* [What to work on]: Can you reproduce the part of the text on severe hypoxia in stem cells, starting at "According to a" and ending at "of apoptotic processes.", word for word?

Contrarily, in the absence of O₂ or severe hypoxia, most cell types undergo cell death. However, the mechanisms triggered by hPSCs exposed to severe hypoxia remain elusive. For this reason, in the present study, we explored the effects caused by 1% O₂ exposure in hESCs and hiPSCs. Often severe hypoxia causes HIF-1α and HIF-2α stabilization. We observed that exposure of hPSCs to acute (less than 24 h) severe (1% O₂) hypoxia caused HIF-1α stabilization. Surprisingly, upon 1% O₂, the expression levels of HIF-2α decreased significantly. Interestingly, this particular HIF-2α behavior upon hypoxia incubation was only previously reported in a few cellular contexts^30,31. These researchers demonstrated that HIF-2α protein expression levels were downregulated by hypoxia-induced CALPAIN activation³⁰ or by an unknown O₂-independent mechanism³¹. Nevertheless, the mechanism by which HIF-2α expression levels decreased upon 1% O₂ treatment in hPSCs awaits to be determined.

According to a specific context and cell type, activated HIF-1α can lead to the regulation of more than 100 genes, some of them involved in cell protection or cell death. In consequence, depending on the cellular context, HIF-1α can prevent cell death, induce apoptosis or even stimulate cell proliferation¹². Interestingly, we found that exposure of hPSCs to acute (less than 24 h) severe (1% O₂) hypoxia caused a significant decrease in cell viability. The reduction in cell viability encompassed cellular ballooning and detachment, CASPASE-9 and CASPASE-3 activation, PARP cleavage, pyknotic nuclei, and DNA fragmentation indicative of apoptotic processes.

* [Dataset extract]:
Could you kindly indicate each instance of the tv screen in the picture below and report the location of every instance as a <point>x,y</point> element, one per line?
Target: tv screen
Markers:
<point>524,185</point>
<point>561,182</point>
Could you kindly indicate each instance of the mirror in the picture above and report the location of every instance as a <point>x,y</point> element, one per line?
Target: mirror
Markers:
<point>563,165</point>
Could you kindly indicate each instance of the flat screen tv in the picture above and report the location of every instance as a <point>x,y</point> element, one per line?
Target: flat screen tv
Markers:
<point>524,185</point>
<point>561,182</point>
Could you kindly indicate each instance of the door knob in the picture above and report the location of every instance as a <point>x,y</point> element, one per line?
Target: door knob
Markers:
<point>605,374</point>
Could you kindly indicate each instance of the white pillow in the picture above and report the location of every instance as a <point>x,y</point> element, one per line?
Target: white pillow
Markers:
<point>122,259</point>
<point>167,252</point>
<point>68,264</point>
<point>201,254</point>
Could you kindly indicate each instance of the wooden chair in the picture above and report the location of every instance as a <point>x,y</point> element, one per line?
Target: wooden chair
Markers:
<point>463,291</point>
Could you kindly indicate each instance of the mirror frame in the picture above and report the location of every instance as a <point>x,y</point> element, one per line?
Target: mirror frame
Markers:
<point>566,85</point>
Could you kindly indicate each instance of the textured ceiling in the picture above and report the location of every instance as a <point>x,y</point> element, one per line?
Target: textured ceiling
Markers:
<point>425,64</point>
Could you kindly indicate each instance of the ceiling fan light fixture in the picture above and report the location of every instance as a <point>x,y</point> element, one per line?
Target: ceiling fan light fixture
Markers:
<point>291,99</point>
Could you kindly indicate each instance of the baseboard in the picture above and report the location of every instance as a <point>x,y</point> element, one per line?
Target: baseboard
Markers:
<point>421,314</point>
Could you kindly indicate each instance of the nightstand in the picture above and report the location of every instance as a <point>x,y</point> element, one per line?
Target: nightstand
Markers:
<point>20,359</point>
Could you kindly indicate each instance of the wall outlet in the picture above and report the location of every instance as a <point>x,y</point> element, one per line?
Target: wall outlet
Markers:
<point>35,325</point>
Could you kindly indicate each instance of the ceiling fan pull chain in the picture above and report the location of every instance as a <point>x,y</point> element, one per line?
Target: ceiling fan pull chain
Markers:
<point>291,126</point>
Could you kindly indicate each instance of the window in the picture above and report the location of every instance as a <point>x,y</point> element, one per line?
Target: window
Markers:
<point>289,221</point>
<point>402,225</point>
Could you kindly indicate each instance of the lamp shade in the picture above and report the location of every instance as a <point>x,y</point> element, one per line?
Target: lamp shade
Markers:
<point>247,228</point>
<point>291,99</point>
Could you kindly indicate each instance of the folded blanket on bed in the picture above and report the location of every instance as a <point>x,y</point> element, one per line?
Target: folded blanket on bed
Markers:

* [Answer to this exercise]:
According to a specific context and cell type, activated HIF-1α can lead to the regulation of more than 100 genes, some of them involved in cell protection or cell death. In consequence, depending on the cellular context, HIF-1α can prevent cell death, induce apoptosis or even stimulate cell proliferation¹². Interestingly, we found that exposure of hPSCs to acute (less than 24 h) severe (1% O₂) hypoxia caused a significant decrease in cell viability. The reduction in cell viability encompassed cellular ballooning and detachment, CASPASE-9 and CASPASE-3 activation, PARP cleavage, pyknotic nuclei, and DNA fragmentation indicative of apoptotic processes.